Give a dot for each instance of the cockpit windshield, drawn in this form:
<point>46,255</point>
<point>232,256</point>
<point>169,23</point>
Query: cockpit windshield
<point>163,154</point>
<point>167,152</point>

┄┄┄┄┄┄┄┄┄┄

_WHAT YOU HAVE TO DO:_ Copy all of the data. Keep every word exactly as it is.

_RESPONSE TO THIS TASK:_
Give a dot for each instance of the cockpit windshield, drawn in this form:
<point>46,255</point>
<point>232,256</point>
<point>169,23</point>
Query: cockpit windshield
<point>163,154</point>
<point>167,152</point>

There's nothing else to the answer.